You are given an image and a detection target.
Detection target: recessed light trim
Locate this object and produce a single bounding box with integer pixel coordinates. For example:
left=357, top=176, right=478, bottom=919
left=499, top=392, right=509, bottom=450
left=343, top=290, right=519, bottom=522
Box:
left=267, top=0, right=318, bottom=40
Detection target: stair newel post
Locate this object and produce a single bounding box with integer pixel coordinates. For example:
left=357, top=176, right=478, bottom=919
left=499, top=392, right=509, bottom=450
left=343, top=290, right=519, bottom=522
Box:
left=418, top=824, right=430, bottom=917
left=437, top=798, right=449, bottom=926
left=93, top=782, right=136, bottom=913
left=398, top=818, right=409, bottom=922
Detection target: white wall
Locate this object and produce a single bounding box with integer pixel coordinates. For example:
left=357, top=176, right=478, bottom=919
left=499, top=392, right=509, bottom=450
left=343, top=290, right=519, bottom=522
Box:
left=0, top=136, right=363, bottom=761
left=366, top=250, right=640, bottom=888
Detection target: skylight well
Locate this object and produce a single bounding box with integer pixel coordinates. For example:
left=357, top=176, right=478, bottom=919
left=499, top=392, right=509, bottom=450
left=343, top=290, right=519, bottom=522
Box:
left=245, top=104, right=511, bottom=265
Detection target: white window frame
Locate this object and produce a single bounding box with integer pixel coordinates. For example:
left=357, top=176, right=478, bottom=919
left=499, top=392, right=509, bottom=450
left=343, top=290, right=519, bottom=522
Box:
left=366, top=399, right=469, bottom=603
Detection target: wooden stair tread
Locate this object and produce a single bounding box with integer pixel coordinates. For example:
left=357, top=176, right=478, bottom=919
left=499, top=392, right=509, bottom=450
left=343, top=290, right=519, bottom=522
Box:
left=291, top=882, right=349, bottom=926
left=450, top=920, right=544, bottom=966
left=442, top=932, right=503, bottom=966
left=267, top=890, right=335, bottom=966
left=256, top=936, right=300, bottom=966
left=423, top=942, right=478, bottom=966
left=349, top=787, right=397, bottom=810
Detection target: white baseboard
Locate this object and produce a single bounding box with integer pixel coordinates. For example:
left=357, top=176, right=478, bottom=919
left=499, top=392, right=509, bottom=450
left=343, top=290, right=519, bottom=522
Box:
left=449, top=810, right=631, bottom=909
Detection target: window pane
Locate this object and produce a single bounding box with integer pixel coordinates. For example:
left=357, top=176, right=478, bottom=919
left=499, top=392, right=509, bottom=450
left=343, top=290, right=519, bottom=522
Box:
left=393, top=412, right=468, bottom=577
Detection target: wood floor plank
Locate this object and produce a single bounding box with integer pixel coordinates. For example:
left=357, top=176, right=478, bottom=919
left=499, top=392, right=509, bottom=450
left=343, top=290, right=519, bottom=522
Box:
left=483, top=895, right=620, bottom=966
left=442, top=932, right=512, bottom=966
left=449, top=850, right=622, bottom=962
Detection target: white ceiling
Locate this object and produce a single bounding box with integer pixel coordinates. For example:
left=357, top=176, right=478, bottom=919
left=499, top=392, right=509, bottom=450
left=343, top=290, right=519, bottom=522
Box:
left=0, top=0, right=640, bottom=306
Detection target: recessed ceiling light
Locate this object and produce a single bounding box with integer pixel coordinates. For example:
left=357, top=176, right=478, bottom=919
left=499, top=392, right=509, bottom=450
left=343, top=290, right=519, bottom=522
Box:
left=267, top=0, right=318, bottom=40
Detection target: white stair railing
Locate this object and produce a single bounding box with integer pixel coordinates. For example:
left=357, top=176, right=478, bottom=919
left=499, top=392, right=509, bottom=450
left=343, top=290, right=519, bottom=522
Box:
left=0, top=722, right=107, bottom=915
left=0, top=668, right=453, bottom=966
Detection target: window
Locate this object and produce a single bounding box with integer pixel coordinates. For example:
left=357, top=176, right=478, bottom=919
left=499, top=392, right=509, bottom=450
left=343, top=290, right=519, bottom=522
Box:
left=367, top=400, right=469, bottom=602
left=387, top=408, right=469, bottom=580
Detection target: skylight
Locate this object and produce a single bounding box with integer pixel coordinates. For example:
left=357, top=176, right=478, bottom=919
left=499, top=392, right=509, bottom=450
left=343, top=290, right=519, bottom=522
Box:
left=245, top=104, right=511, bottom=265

**Your objective:** Copy all of the records above, reproducing each line without any change.

**Response:**
You are given an image and a detection target.
Detection target: recessed light trim
Locate this object and produce a single bounding box with integer pixel coordinates. For example:
left=357, top=176, right=478, bottom=919
left=499, top=392, right=509, bottom=450
left=343, top=290, right=519, bottom=522
Box:
left=267, top=0, right=318, bottom=40
Detection target: stair newel post
Locate this object and produce a single bounding box with integer pixel coordinates. For example:
left=357, top=176, right=478, bottom=919
left=499, top=392, right=509, bottom=450
left=343, top=290, right=519, bottom=522
Box:
left=418, top=824, right=430, bottom=917
left=437, top=798, right=449, bottom=926
left=93, top=782, right=136, bottom=913
left=398, top=818, right=409, bottom=922
Detection target: white wall
Locate this object and produce a single bounding box with integer pixel coordinates. For example:
left=357, top=176, right=478, bottom=919
left=499, top=392, right=509, bottom=450
left=343, top=290, right=519, bottom=522
Box:
left=0, top=136, right=363, bottom=761
left=366, top=250, right=640, bottom=888
Detection target: skylight well
Locate this object and produce a single bounding box with integer pixel coordinates. For example:
left=357, top=176, right=478, bottom=919
left=499, top=392, right=509, bottom=450
left=343, top=290, right=519, bottom=522
Box:
left=245, top=104, right=511, bottom=265
Detection target: white window frame
Locate this object and produce a single bounding box with integer pixel coordinates. For example:
left=357, top=176, right=478, bottom=919
left=499, top=392, right=509, bottom=450
left=343, top=290, right=519, bottom=522
Box:
left=366, top=399, right=469, bottom=603
Detection target: wooden stair tread
Locate this object and produce a single bounding box with integer pixel coordinates. For example:
left=357, top=176, right=478, bottom=919
left=499, top=392, right=509, bottom=450
left=343, top=290, right=519, bottom=522
Box:
left=291, top=882, right=349, bottom=926
left=450, top=920, right=544, bottom=966
left=442, top=932, right=503, bottom=966
left=267, top=890, right=335, bottom=966
left=256, top=936, right=300, bottom=966
left=423, top=942, right=478, bottom=966
left=349, top=787, right=397, bottom=810
Detection target: white baseboard
Locate this object and produce a single bounding box with integer pixel coordinates. For example:
left=357, top=176, right=478, bottom=919
left=499, top=392, right=509, bottom=450
left=343, top=290, right=519, bottom=522
Box:
left=449, top=810, right=631, bottom=909
Detection target: window pane
Locate this object and produce a single bounding box with integer pixel coordinates. For example:
left=357, top=176, right=478, bottom=919
left=499, top=392, right=509, bottom=450
left=343, top=290, right=519, bottom=522
Box:
left=393, top=412, right=468, bottom=577
Detection target: wood floor plank
Locate this object and produce a single bounding box with integer pixel coordinates. For example:
left=357, top=176, right=478, bottom=919
left=499, top=392, right=509, bottom=450
left=343, top=290, right=519, bottom=522
Box:
left=483, top=895, right=620, bottom=966
left=442, top=932, right=512, bottom=966
left=449, top=850, right=622, bottom=962
Detection target: white ceiling
Locate this object and produce a single bounding box with integer pixel coordinates. For example:
left=357, top=176, right=478, bottom=919
left=499, top=392, right=509, bottom=450
left=343, top=290, right=519, bottom=522
Box:
left=0, top=0, right=640, bottom=306
Detection target: recessed ceiling light
Locate this object and produce a single bounding box with integer pixel coordinates. For example:
left=357, top=176, right=478, bottom=919
left=499, top=392, right=509, bottom=450
left=343, top=290, right=519, bottom=522
Box:
left=267, top=0, right=318, bottom=40
Detection target: white stair railing
Locate this object and produce a single bounding box with integer pixel coordinates. For example:
left=357, top=176, right=478, bottom=919
left=499, top=392, right=509, bottom=450
left=343, top=290, right=519, bottom=522
Box:
left=0, top=722, right=107, bottom=915
left=0, top=668, right=453, bottom=966
Detection target: window
Locate this object and produce a single bounding box with integer pixel coordinates. For example:
left=357, top=176, right=478, bottom=919
left=499, top=392, right=509, bottom=450
left=343, top=290, right=519, bottom=522
Box:
left=367, top=400, right=469, bottom=602
left=387, top=408, right=469, bottom=580
Detection target: skylight
Locate this object and produce a single bounding box with integer pixel coordinates. For example:
left=357, top=176, right=478, bottom=919
left=499, top=392, right=509, bottom=450
left=343, top=290, right=519, bottom=522
Box:
left=245, top=104, right=511, bottom=265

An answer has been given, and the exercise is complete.